_WRITTEN EXERCISE_: Format the lines below as a Markdown table with two columns, Row and Line. Number each row and leave out the blank lines.

(Data listing)
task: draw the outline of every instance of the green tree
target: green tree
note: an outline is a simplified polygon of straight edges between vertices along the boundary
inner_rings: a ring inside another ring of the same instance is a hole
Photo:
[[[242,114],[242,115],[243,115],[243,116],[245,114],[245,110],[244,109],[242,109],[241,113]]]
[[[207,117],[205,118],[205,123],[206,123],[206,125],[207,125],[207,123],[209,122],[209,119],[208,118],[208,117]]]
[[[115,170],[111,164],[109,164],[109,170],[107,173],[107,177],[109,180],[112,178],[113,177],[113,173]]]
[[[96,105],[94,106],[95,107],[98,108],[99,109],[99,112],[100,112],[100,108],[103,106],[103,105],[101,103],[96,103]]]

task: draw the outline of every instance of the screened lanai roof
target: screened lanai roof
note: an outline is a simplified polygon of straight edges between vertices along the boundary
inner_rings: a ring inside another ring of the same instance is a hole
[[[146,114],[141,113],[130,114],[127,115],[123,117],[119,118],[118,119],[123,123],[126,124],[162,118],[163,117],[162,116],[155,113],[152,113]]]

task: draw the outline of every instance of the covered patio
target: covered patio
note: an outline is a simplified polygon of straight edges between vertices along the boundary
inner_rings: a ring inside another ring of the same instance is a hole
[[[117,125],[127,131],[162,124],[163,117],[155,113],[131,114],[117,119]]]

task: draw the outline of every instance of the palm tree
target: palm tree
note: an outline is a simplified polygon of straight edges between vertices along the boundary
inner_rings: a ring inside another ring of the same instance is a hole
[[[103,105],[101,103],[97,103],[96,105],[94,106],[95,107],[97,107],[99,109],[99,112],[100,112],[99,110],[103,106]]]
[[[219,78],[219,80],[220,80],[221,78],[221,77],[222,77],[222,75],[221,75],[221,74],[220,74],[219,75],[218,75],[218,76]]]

_COMPLETE ANSWER_:
| Row | Line |
|---|---|
| 1 | task: draw the outline of every instance of the green tree |
| 2 | target: green tree |
| 3 | note: an outline is a simplified polygon of straight edges between vertices along the boundary |
| 4 | inner_rings: a ring inside another ring of the same instance is a hole |
| 5 | Photo: |
| 6 | [[[242,114],[242,115],[243,115],[243,116],[245,114],[245,110],[244,109],[242,109],[241,113]]] |
| 7 | [[[207,117],[205,118],[205,123],[206,123],[206,125],[207,125],[207,123],[209,122],[209,119],[208,118],[208,117]]] |
| 8 | [[[115,170],[111,164],[109,164],[109,170],[107,173],[107,177],[109,180],[112,178],[113,177],[113,173]]] |
| 9 | [[[96,105],[94,106],[95,107],[98,108],[99,109],[99,112],[100,112],[100,108],[103,106],[103,105],[101,103],[96,103]]] |
| 10 | task: draw the outline of every instance of the screened lanai roof |
| 11 | target: screened lanai roof |
| 12 | note: an outline is a simplified polygon of straight edges between vertices along the boundary |
| 13 | inner_rings: a ring inside another ring of the same instance is a hole |
| 14 | [[[146,114],[141,113],[130,114],[127,115],[123,117],[119,118],[118,119],[123,123],[126,124],[162,118],[163,117],[162,116],[155,113],[152,113]]] |
| 15 | task: draw the outline of every instance of the covered patio |
| 16 | target: covered patio |
| 17 | note: an outline is a simplified polygon of straight edges between vertices along the boundary |
| 18 | inner_rings: a ring inside another ring of the same instance is a hole |
| 19 | [[[117,125],[127,131],[162,124],[163,117],[155,113],[131,114],[117,119]]] |
| 20 | task: draw the outline of every instance of the palm tree |
| 21 | target: palm tree |
| 22 | note: an outline is a simplified polygon of straight edges between vertices along the boundary |
| 23 | inner_rings: a ring inside another ring of the same instance is a hole |
| 24 | [[[103,105],[101,103],[97,103],[96,105],[94,106],[95,107],[97,107],[99,109],[99,112],[100,112],[99,110],[103,106]]] |
| 25 | [[[219,78],[219,80],[220,80],[221,78],[221,77],[222,77],[222,75],[221,75],[221,74],[220,74],[219,75],[218,75],[218,76]]] |